### WORK INSTRUCTION
Reproduce every line of the material below without changing a single character.
=== INPUT FOR THIS TASK ===
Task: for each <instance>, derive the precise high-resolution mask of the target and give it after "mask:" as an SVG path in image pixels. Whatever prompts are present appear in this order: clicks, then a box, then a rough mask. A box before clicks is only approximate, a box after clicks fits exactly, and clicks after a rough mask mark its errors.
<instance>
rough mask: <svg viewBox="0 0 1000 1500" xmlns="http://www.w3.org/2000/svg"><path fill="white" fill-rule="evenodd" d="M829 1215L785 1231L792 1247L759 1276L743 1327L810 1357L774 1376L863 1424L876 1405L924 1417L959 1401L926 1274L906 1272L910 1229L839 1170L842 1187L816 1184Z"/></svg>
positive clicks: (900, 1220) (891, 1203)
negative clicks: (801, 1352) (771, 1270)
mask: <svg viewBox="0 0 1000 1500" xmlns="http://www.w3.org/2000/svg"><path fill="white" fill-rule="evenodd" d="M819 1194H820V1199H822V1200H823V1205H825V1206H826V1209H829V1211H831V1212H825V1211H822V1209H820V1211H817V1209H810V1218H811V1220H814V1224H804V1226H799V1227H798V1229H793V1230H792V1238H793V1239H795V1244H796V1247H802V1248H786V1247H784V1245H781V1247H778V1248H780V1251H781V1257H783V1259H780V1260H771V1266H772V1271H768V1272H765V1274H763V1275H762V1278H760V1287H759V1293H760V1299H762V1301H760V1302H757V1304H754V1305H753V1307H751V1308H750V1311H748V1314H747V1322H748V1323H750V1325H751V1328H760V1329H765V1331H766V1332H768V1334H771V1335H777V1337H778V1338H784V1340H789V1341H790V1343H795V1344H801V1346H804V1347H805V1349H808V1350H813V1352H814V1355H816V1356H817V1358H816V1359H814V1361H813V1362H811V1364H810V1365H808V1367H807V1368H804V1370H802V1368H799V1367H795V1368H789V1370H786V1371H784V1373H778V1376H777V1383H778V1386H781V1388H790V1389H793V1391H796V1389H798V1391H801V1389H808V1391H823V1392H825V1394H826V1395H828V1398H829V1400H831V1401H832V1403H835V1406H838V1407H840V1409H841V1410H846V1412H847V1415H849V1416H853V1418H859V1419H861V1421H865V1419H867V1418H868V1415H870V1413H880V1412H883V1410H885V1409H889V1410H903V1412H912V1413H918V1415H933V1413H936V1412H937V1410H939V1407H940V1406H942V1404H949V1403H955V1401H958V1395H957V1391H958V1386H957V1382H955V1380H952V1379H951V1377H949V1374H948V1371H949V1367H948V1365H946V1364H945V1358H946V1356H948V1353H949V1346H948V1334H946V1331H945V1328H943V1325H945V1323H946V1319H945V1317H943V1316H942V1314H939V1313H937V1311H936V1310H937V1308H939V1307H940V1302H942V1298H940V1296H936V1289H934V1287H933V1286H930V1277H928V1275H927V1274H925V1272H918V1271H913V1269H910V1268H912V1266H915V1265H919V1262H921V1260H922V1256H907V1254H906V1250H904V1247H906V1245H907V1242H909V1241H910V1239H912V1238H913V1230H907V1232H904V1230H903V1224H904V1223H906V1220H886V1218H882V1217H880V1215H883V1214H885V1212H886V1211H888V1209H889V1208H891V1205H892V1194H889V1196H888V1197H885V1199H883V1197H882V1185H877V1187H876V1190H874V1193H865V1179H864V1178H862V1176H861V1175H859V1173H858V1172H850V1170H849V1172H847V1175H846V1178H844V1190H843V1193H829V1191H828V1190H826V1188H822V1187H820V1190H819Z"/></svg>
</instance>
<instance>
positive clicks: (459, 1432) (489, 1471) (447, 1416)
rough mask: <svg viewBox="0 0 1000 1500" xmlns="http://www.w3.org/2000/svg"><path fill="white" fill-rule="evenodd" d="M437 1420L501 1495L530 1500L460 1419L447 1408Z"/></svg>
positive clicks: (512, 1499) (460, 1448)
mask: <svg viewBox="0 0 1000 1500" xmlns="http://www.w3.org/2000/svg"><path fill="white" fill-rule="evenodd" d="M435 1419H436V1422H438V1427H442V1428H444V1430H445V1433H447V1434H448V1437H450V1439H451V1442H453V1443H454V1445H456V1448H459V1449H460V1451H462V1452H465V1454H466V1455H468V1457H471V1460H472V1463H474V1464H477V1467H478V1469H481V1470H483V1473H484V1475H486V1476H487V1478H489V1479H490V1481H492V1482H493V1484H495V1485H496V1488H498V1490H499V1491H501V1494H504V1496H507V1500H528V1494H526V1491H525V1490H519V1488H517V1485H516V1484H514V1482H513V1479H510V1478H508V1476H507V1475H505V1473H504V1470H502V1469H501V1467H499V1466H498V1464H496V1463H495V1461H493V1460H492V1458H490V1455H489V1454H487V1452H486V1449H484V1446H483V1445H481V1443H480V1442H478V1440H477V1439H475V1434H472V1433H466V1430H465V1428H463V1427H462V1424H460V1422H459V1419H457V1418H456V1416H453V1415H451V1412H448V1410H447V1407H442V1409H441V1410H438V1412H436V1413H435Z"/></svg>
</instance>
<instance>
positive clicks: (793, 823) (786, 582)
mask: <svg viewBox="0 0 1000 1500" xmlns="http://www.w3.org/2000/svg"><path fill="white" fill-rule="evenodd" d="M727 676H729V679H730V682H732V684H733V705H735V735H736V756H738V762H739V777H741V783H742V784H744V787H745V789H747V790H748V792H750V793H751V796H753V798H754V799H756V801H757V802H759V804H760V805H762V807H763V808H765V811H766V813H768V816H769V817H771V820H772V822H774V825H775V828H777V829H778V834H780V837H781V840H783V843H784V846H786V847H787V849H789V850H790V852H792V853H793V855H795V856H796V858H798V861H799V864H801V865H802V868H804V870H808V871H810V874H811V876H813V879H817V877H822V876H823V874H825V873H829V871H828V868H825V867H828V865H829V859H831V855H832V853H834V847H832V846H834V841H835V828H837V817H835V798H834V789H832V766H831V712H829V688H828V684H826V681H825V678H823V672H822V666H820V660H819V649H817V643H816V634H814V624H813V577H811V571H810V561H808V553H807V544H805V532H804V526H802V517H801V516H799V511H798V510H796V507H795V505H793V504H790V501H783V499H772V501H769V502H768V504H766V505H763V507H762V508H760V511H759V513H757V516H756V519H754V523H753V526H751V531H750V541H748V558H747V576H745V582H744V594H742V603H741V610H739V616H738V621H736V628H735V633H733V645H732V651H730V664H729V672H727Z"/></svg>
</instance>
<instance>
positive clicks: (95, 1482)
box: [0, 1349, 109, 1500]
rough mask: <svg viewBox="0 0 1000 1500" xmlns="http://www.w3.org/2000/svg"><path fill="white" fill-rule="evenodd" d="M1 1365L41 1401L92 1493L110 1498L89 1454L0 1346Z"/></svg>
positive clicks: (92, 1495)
===
### WRITTEN RESPONSE
Task: for each <instance>, derive the precise high-resolution mask of the target and give it after "mask:" as an SVG path in image pixels. Whatever prompts are present appear in this order: clicks, then a box, then a rough mask. A box before clicks is only approximate, a box after clicks fits exactly, and clicks after a rough mask mark its errors.
<instance>
rough mask: <svg viewBox="0 0 1000 1500" xmlns="http://www.w3.org/2000/svg"><path fill="white" fill-rule="evenodd" d="M829 1215L785 1231L792 1247L759 1276L743 1327L810 1357L774 1376L863 1424L876 1405L924 1417L959 1401L926 1274L906 1272L910 1229L839 1170L842 1187L816 1184Z"/></svg>
positive clicks: (900, 1220) (891, 1203)
negative clicks: (801, 1352) (771, 1270)
mask: <svg viewBox="0 0 1000 1500" xmlns="http://www.w3.org/2000/svg"><path fill="white" fill-rule="evenodd" d="M819 1194H820V1199H822V1200H823V1205H825V1206H826V1209H829V1211H831V1212H825V1211H822V1209H820V1211H817V1209H810V1218H811V1220H814V1224H804V1226H799V1227H798V1229H793V1230H792V1238H793V1239H795V1244H796V1247H802V1248H786V1247H784V1245H781V1247H778V1248H780V1251H781V1257H783V1259H780V1260H771V1266H772V1271H768V1272H765V1274H763V1275H762V1278H760V1287H759V1293H760V1299H762V1301H760V1302H757V1304H754V1305H753V1307H751V1308H750V1311H748V1314H747V1322H748V1323H750V1325H751V1328H760V1329H765V1331H766V1332H768V1334H771V1335H777V1337H778V1338H784V1340H789V1341H790V1343H795V1344H801V1346H804V1347H805V1349H808V1350H813V1352H814V1355H816V1356H817V1358H816V1359H814V1361H813V1362H811V1364H810V1365H808V1367H807V1368H804V1370H802V1368H799V1367H795V1368H789V1370H786V1371H784V1373H778V1376H777V1383H778V1386H781V1388H790V1389H793V1391H796V1389H798V1391H801V1389H808V1391H823V1392H825V1394H826V1395H828V1398H829V1400H831V1401H832V1403H835V1406H838V1407H840V1409H841V1410H846V1412H847V1415H849V1416H853V1418H859V1419H861V1421H865V1419H867V1418H868V1415H870V1413H880V1412H883V1410H885V1409H889V1410H903V1412H912V1413H918V1415H933V1413H936V1412H937V1410H939V1407H940V1406H942V1404H949V1403H955V1401H958V1395H957V1391H958V1386H957V1382H955V1380H952V1379H951V1377H949V1374H948V1371H949V1367H948V1365H946V1364H945V1358H946V1356H948V1353H949V1346H948V1334H946V1331H945V1328H943V1325H945V1323H946V1319H945V1317H943V1316H942V1314H939V1313H937V1311H936V1310H937V1308H939V1307H940V1302H942V1298H940V1296H936V1289H934V1287H933V1286H930V1277H928V1275H927V1274H925V1272H918V1271H913V1269H910V1268H912V1266H915V1265H919V1262H921V1260H922V1256H907V1254H906V1250H904V1247H906V1245H907V1242H909V1241H910V1239H912V1238H913V1230H907V1232H904V1230H903V1224H904V1223H906V1220H886V1218H882V1217H880V1215H883V1214H885V1212H886V1211H888V1209H889V1208H891V1205H892V1194H889V1196H888V1197H885V1199H883V1197H882V1185H877V1187H876V1190H874V1193H865V1179H864V1178H862V1176H861V1175H859V1173H858V1172H850V1170H849V1172H847V1175H846V1178H844V1190H843V1193H829V1191H828V1190H826V1188H822V1187H820V1190H819Z"/></svg>
</instance>
<instance>
positive clicks: (459, 1432) (489, 1471) (447, 1416)
rough mask: <svg viewBox="0 0 1000 1500" xmlns="http://www.w3.org/2000/svg"><path fill="white" fill-rule="evenodd" d="M437 1420L501 1495L530 1500L460 1419L447 1408Z"/></svg>
positive clicks: (512, 1499) (460, 1448)
mask: <svg viewBox="0 0 1000 1500" xmlns="http://www.w3.org/2000/svg"><path fill="white" fill-rule="evenodd" d="M435 1419H436V1422H438V1427H442V1428H444V1430H445V1433H447V1434H448V1437H450V1439H451V1442H453V1443H454V1445H456V1448H459V1449H460V1451H462V1452H465V1454H466V1455H468V1457H471V1460H472V1463H474V1464H477V1467H478V1469H481V1470H483V1473H484V1475H486V1476H487V1478H489V1479H490V1481H492V1482H493V1484H495V1485H496V1488H498V1490H499V1491H501V1494H504V1496H507V1500H528V1494H526V1491H525V1490H519V1488H517V1485H516V1484H514V1482H513V1479H510V1478H508V1476H507V1475H505V1473H504V1470H502V1469H501V1467H499V1466H498V1464H496V1463H495V1461H493V1460H492V1458H490V1455H489V1454H487V1452H486V1449H484V1446H483V1445H481V1443H480V1442H478V1440H477V1439H475V1434H472V1433H466V1430H465V1428H463V1427H462V1424H460V1422H459V1419H457V1418H456V1416H453V1415H451V1412H448V1410H447V1407H442V1409H441V1410H438V1412H436V1413H435Z"/></svg>
</instance>
<instance>
positive clicks: (793, 823) (786, 582)
mask: <svg viewBox="0 0 1000 1500" xmlns="http://www.w3.org/2000/svg"><path fill="white" fill-rule="evenodd" d="M727 676H729V679H730V682H732V684H733V705H735V735H736V756H738V762H739V777H741V783H742V784H744V787H745V789H747V790H748V792H750V793H751V796H753V798H754V799H756V801H757V802H759V804H760V805H762V807H763V808H765V811H766V813H768V816H769V817H771V820H772V822H774V825H775V828H777V829H778V834H780V837H781V840H783V843H784V846H786V847H787V849H789V850H790V852H792V853H793V855H795V856H796V858H798V861H799V864H801V865H802V868H804V870H808V871H810V874H811V876H813V879H817V877H822V876H823V874H825V873H829V871H828V868H825V867H828V865H829V859H831V855H832V853H834V847H832V846H834V841H835V828H837V817H835V798H834V789H832V766H831V712H829V688H828V684H826V681H825V678H823V672H822V666H820V660H819V649H817V643H816V634H814V624H813V577H811V571H810V561H808V553H807V544H805V532H804V526H802V517H801V516H799V511H798V510H796V507H795V505H793V504H790V501H783V499H772V501H769V502H768V504H766V505H763V507H762V508H760V511H759V513H757V516H756V519H754V523H753V526H751V531H750V541H748V558H747V576H745V582H744V594H742V603H741V610H739V616H738V621H736V628H735V633H733V645H732V651H730V664H729V672H727Z"/></svg>
</instance>
<instance>
positive clicks: (95, 1482)
box: [0, 1349, 109, 1500]
rough mask: <svg viewBox="0 0 1000 1500" xmlns="http://www.w3.org/2000/svg"><path fill="white" fill-rule="evenodd" d="M1 1365L41 1401L92 1493L110 1498L89 1454L0 1346Z"/></svg>
positive clicks: (92, 1495)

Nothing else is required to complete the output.